=== Estratto del testo ===
--*--
Teglia al forno con patate riso e cozze, orecchiette con le cime di rapa, spaghetti alla sangiovannella, zucchine alla poverella. Quattro piatti tradizionali della cucina contadina che rendono gioiosi i pasti dei baresi e che, incredibilmente, mancavano nell’elenco nazionale dei Prodotti agroalimentari tradizionali (Pat).
Ora ci sono grazie al progetto «Biodiversità delle specie orticole della Puglia (Biodiverso)» della facoltà di Agraria dell’Università di Bari che li ha proposti con una ricca documentazione storica e iconografica.
In effetti quest’anno nell’elenco nazionale dei Pat della Puglia sono numerose le novità. Il Ministero delle politiche agricole alimentari e forestali ha approvato, con proprio decreto pubblicato sulla Gazzetta Ufficiale numero 176 del 2017, l’aggiornamento dell’elenco nazionale dei Pat suddivisi per regione e categoria di prodotto. Per la Puglia, nelle sezioni «Prodotti vegetali allo stato naturale o trasformati» e «Prodotti della gastronomia», l’elenco risulta arricchito complessivamente di 25 nuove perle, gran parte delle quali tipiche del barese.
--*--
=== Record di una raccolta dati ===
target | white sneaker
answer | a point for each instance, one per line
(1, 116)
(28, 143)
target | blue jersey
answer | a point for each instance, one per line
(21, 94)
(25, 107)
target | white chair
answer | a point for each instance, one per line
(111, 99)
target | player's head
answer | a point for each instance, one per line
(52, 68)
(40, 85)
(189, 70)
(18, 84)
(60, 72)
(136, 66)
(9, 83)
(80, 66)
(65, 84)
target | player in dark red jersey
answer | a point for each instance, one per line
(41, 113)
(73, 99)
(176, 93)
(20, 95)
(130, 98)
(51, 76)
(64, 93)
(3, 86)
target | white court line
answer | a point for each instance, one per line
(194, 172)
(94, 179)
--*--
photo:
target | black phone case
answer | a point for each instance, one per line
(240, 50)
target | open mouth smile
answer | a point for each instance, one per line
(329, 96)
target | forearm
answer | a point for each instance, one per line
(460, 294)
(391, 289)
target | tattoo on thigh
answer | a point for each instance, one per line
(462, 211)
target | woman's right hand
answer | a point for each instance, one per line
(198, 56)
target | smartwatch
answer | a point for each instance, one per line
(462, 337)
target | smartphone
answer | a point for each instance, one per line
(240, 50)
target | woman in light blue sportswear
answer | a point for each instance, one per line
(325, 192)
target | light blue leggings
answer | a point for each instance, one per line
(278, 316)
--*--
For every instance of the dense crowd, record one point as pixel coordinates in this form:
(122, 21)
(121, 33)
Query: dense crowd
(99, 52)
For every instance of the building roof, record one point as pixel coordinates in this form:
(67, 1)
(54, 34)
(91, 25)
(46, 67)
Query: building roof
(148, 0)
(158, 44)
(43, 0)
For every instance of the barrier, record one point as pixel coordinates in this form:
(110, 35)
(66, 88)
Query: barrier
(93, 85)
--*--
=== Istruzioni ===
A - Elenca i piatti della cucina contadina che, secondo il testo sui prodotti tradizionali pugliesi, mancavano nell'elenco nazionale dei Pat.
B - Nel testo sui prodotti tradizionali pugliesi, di quante nuove voci si è arricchito complessivamente l'elenco per la Puglia?
C - Prosegui il testo sui prodotti tradizionali pugliesi dopo la sua ultima frase.

=== Risposte per compito ===
A - Teglia al forno con patate riso e cozze; orecchiette con le cime di rapa; spaghetti alla sangiovannella; zucchine alla poverella.

B - Di 25 nuove voci in totale.

C -
Ben 21 di queste nuove pietanze sono state candidate dal progetto integrato Biodiverso dopo un’approfondita ricerca: cavolo riccio, foglie miste (fògghj ammìske), fave fresche, marasciuli, melone d’inverno, patata zuccherina di Calimera, pomodoro di Mola e senape o cimamarelle tra i «Prodotti vegetali allo stato naturale o trasformati»; calzone, carciofi fritti, carciofi ripieni, cialda, cime di rapa stufate, minestra verde, orecchiette con le cime di rapa, pancotto, sgagliozze, sopratavola, spaghetti alla sangiovanniella, teglia al forno con patate riso e cozze e zucchine alla poverella tra i «Prodotti della gastronomia». Gli altri quattro prodotti agroalimentari tradizionali che arricchiscono il paniere pugliese sono: cece di Nardò nella sezione «allo stato naturale o trasformati», nonché «calzoni di ricotta dolce», «capriata» e «marro» nella «gastronomia».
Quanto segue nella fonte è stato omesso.